_TEXT EXTRACT_
==========

Science of Plastics

Definition

Plastics are a group of materials, either synthetic or naturally occurring, that may be shaped when soft and then hardened to retain the given shape. Plastics are polymers. A polymer is a substance made of many repeating units. The word polymer comes from two Greek words: poly, meaning many, and meros, meaning parts or units. A polymer can be thought of as a chain in which each link is the “mer,” or monomer (single unit). The chain is made by joining, or polymerizing, at least 1,000 links together. Polymerization can be demonstrated by making a chain using paper clips or by linking many strips of paper together to form a paper garland.

Examples

Naturally occurring polymers include tar, shellac, tortoiseshell, animal horn, cellulose, amber, and latex from tree sap. Synthetic polymers include polyethylene (used in plastic bags); polystyrene (used to make Styrofoam cups); polypropylene (used for fibers and bottles); polyvinyl chloride (used for food wrap, bottles, and drain pipe); and polytetrafluoroethylene, or Teflon (used for nonstick surfaces). Although many polymers are hydrocarbons that contain only carbon and hydrogen, other polymers may also contain oxygen, chlorine, fluorine, nitrogen, silicon, phosphorus, and sulfur.

==========

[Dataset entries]
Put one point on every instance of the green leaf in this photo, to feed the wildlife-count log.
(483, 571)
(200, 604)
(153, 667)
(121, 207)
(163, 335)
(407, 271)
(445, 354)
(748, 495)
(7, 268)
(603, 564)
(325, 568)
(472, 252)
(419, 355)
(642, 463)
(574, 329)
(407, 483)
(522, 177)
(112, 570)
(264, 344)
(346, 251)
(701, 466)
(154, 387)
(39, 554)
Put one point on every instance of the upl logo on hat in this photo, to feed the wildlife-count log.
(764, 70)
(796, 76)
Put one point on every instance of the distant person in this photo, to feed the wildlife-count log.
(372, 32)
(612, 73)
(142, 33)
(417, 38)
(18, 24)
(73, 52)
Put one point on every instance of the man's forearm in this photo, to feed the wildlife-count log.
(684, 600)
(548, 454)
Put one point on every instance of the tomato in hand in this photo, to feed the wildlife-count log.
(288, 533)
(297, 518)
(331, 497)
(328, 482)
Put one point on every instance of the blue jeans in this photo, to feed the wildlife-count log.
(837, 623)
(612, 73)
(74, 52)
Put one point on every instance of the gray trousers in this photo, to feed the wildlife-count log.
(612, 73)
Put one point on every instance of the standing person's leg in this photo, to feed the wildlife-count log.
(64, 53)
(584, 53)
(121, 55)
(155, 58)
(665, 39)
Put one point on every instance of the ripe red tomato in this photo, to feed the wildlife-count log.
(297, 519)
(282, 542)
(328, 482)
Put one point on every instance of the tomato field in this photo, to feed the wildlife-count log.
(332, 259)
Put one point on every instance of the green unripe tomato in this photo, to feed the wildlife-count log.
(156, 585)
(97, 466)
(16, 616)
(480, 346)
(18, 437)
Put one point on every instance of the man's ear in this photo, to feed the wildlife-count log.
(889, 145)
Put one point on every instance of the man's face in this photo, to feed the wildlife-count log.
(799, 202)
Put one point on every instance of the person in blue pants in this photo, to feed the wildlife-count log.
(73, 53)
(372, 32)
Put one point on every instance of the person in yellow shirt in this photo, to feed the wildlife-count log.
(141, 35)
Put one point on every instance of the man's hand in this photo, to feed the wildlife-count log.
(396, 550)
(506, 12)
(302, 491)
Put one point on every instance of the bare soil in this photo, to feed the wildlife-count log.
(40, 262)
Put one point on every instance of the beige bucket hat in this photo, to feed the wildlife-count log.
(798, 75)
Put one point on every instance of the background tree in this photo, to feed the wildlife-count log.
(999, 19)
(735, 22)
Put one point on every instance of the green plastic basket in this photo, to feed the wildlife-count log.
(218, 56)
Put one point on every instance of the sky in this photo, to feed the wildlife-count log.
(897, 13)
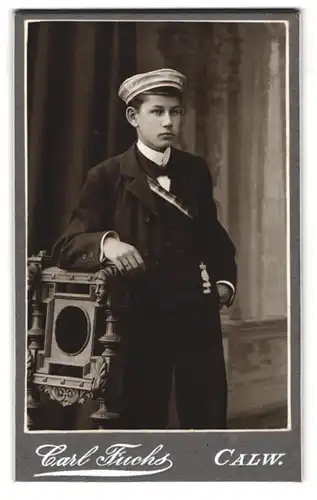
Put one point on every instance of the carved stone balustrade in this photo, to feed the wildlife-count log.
(73, 343)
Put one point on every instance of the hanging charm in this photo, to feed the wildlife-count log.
(205, 277)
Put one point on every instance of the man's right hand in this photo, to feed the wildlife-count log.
(125, 257)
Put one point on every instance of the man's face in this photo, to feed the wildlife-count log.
(157, 121)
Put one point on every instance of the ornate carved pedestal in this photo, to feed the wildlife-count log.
(73, 343)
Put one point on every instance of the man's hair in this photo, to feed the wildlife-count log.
(140, 98)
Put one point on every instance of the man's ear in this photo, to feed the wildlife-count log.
(131, 115)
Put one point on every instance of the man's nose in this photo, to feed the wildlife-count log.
(167, 121)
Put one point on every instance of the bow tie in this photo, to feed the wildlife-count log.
(162, 169)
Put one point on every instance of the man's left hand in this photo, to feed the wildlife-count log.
(225, 293)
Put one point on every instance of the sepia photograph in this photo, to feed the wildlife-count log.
(157, 247)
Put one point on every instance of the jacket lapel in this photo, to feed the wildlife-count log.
(136, 180)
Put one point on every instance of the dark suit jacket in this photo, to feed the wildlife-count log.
(116, 196)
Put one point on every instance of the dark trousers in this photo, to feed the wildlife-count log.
(188, 344)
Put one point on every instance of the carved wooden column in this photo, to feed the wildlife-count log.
(35, 336)
(109, 394)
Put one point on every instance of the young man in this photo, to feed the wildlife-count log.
(151, 212)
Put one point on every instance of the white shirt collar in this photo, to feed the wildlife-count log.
(155, 156)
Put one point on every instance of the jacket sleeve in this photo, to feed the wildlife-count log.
(79, 246)
(219, 249)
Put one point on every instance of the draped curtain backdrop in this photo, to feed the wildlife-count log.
(74, 117)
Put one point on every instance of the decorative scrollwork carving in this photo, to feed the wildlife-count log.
(100, 374)
(66, 396)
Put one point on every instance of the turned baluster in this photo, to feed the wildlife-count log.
(35, 336)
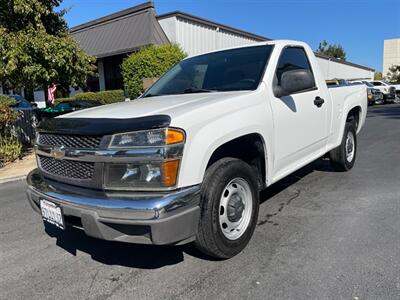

==========

_TASK INSTRUCTIONS_
(a) Which synthetic polymer does the plastics text name as the material for Styrofoam cups?
(b) In one to three sentences, explain from the plastics text why the word "polymer" suits these materials.
(c) Pick up the plastics text after its final sentence and keep writing.

_REPLIES_
(a) Polystyrene.

(b) A polymer is a substance made of many repeating units. The word comes from the Greek "poly," meaning many, and "meros," meaning parts or units, so the name describes a chain built from many single units, or monomers.

(c)
Natural polymers, such as cellulose and latex, were first chemically modified in the 19th century to form celluloid and vulcanized rubber. The first totally synthetic polymer, Bakelite, was produced in 1907. The first semisynthetic fiber, rayon, was developed from cellulose in 1911. However, it was not until the global disruption caused by World War II, when natural sources of latex, wool, silk, and other materials became difficult to obtain, that synthetics were mass produced. Synthetic rubber was needed for tires, and nylon was needed as a replacement for silk for parachutes. Today synthetic polymers in the form of plastics are in wide use, and the plastics industry is one of the fastest growing in the United States and around the world. The industry produces approximately 150 kilograms of polymers per person annually in the United States.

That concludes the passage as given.